Annotated coordinate records:
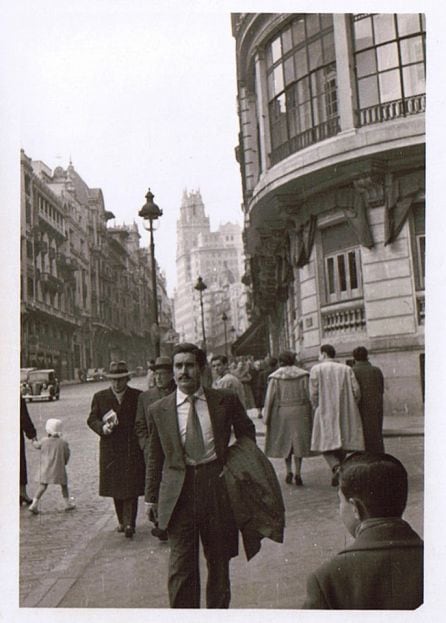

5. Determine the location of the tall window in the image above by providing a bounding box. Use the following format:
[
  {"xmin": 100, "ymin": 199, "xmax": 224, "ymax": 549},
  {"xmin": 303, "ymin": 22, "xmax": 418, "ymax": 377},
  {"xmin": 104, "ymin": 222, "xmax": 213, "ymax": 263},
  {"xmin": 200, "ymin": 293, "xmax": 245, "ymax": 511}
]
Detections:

● Exercise details
Please set down all of the lines above word for word, leaving out the picture.

● Response for this exercise
5. Determine the location of the tall window in the image above by providing a bounding box. Use the following format:
[
  {"xmin": 100, "ymin": 199, "xmax": 224, "ymax": 549},
  {"xmin": 303, "ymin": 22, "xmax": 418, "ymax": 377},
  {"xmin": 104, "ymin": 222, "xmax": 213, "ymax": 263},
  {"xmin": 200, "ymin": 293, "xmax": 245, "ymax": 511}
]
Detections:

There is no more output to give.